▶ **SHORT TASK**
Return every line of the entries below verbatim, leaving out the pictures.

▶ **DATASET RECORDS**
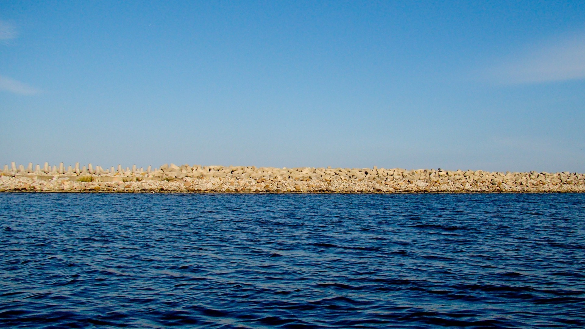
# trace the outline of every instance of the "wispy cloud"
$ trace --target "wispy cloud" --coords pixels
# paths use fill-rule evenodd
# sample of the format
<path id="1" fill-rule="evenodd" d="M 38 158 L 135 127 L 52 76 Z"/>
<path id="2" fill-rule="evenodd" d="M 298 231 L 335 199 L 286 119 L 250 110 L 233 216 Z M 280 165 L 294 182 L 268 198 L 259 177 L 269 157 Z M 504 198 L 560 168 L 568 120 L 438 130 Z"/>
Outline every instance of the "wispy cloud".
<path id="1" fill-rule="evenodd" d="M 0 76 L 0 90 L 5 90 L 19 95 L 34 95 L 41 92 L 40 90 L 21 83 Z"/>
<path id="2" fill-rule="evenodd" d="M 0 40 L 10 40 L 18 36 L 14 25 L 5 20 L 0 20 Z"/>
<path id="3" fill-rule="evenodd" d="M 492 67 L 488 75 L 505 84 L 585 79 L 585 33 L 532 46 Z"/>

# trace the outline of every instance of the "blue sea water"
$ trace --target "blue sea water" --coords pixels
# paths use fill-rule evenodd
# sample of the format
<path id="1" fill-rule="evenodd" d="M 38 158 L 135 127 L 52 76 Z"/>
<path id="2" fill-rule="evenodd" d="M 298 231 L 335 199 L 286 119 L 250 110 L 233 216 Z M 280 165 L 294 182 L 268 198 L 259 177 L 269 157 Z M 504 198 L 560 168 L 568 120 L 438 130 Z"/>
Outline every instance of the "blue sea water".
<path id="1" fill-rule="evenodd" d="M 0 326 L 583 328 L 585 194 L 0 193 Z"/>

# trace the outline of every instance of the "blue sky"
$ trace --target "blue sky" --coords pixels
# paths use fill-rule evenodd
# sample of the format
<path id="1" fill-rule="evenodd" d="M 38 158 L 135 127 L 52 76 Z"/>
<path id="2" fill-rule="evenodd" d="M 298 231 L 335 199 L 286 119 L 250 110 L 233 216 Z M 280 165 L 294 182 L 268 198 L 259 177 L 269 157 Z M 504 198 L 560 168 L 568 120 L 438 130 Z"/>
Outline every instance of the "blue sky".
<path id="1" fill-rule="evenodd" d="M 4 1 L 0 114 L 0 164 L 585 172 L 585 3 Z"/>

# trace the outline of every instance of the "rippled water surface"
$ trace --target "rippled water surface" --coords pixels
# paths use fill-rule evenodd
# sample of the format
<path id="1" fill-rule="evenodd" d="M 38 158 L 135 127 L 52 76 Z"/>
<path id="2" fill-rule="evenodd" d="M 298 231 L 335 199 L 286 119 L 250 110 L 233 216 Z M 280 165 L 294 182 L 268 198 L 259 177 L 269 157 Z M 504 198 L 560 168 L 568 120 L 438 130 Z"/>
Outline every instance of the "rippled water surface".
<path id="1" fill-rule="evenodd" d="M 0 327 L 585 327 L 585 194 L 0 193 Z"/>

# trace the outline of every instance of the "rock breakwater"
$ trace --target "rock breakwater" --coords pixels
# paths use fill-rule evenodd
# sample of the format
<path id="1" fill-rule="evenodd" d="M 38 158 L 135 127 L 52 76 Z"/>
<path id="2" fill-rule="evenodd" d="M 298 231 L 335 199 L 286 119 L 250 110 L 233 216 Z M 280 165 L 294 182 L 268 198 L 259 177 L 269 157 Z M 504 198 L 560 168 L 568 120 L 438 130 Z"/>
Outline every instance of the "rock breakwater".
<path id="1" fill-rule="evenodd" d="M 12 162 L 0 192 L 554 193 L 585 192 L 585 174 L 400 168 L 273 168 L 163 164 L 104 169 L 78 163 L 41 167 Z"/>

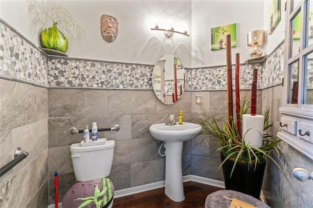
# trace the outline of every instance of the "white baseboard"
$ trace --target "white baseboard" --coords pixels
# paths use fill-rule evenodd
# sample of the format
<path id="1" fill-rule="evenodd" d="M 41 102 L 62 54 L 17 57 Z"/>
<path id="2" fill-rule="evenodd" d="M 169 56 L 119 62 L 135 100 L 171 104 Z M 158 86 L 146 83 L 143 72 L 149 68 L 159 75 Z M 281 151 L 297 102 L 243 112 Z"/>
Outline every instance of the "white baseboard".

▶ **THE ANSWER**
# trace the outline of every instance of the "wispy cloud"
$ trace --target "wispy cloud" --coords pixels
# paths use fill-rule evenodd
# sample of the format
<path id="1" fill-rule="evenodd" d="M 38 158 L 135 127 L 52 76 Z"/>
<path id="2" fill-rule="evenodd" d="M 298 231 L 335 199 L 286 119 L 250 110 L 233 216 Z M 280 165 L 294 182 L 268 198 L 259 177 L 269 157 Z M 504 198 L 560 168 L 568 120 L 438 130 Z"/>
Outline every instance of the "wispy cloud".
<path id="1" fill-rule="evenodd" d="M 0 76 L 0 90 L 5 90 L 19 95 L 34 95 L 41 92 L 40 90 L 21 83 Z"/>
<path id="2" fill-rule="evenodd" d="M 0 40 L 10 40 L 18 36 L 14 25 L 5 20 L 0 20 Z"/>
<path id="3" fill-rule="evenodd" d="M 492 67 L 488 75 L 505 84 L 585 79 L 585 33 L 532 46 Z"/>

# trace the outline of every instance of the "blue sea water"
$ trace --target "blue sea water" --coords pixels
# paths use fill-rule evenodd
# sample of the format
<path id="1" fill-rule="evenodd" d="M 38 158 L 135 127 L 52 76 Z"/>
<path id="2" fill-rule="evenodd" d="M 298 231 L 335 199 L 286 119 L 250 110 L 233 216 Z M 280 165 L 294 182 L 268 198 L 259 177 L 269 157 Z M 504 198 L 560 168 L 568 120 L 438 130 Z"/>
Outline every instance of the "blue sea water".
<path id="1" fill-rule="evenodd" d="M 0 326 L 583 328 L 585 194 L 0 193 Z"/>

# trace the outline of every instance of the "blue sky"
$ trace --target "blue sky" --coords pixels
# paths use fill-rule evenodd
# sample of the format
<path id="1" fill-rule="evenodd" d="M 38 158 L 135 127 L 52 76 Z"/>
<path id="2" fill-rule="evenodd" d="M 298 231 L 335 199 L 286 119 L 250 110 L 233 216 Z M 280 165 L 294 182 L 268 198 L 259 177 L 269 157 Z M 504 198 L 560 168 L 568 120 L 438 130 Z"/>
Outline every instance of the "blue sky".
<path id="1" fill-rule="evenodd" d="M 4 1 L 0 114 L 0 164 L 585 172 L 585 3 Z"/>

# trace the outline of every instance of the "rippled water surface"
$ trace --target "rippled water surface" --coords pixels
# paths use fill-rule evenodd
# sample of the format
<path id="1" fill-rule="evenodd" d="M 38 158 L 135 127 L 52 76 Z"/>
<path id="2" fill-rule="evenodd" d="M 298 231 L 335 199 L 286 119 L 250 110 L 233 216 Z M 280 165 L 294 182 L 268 198 L 259 177 L 269 157 Z M 504 198 L 560 168 L 568 120 L 438 130 Z"/>
Outline every instance of the "rippled water surface".
<path id="1" fill-rule="evenodd" d="M 0 327 L 585 327 L 585 194 L 0 193 Z"/>

# trace the outline of every instance of the "rock breakwater"
$ trace --target "rock breakwater" --coords pixels
# paths use fill-rule evenodd
# sample of the format
<path id="1" fill-rule="evenodd" d="M 38 158 L 135 127 L 52 76 Z"/>
<path id="2" fill-rule="evenodd" d="M 298 231 L 335 199 L 286 119 L 250 110 L 233 216 Z M 280 165 L 294 182 L 268 198 L 259 177 L 269 157 Z M 504 198 L 560 168 L 568 120 L 438 130 Z"/>
Outline every instance of the "rock breakwater".
<path id="1" fill-rule="evenodd" d="M 12 162 L 0 192 L 554 193 L 585 192 L 585 174 L 400 168 L 273 168 L 163 164 L 104 169 L 78 163 L 41 167 Z"/>

# trace the outline of every instance of the "white baseboard"
$ trace --target "white baseboard" --coords pixels
# paths use fill-rule evenodd
# sample of the format
<path id="1" fill-rule="evenodd" d="M 41 102 L 62 54 L 17 57 Z"/>
<path id="2" fill-rule="evenodd" d="M 169 56 L 119 62 L 135 100 L 171 104 Z M 158 86 L 146 83 L 143 72 L 149 68 L 159 75 Z M 281 151 L 297 102 L 243 112 Z"/>
Outline every instance of the "white baseboard".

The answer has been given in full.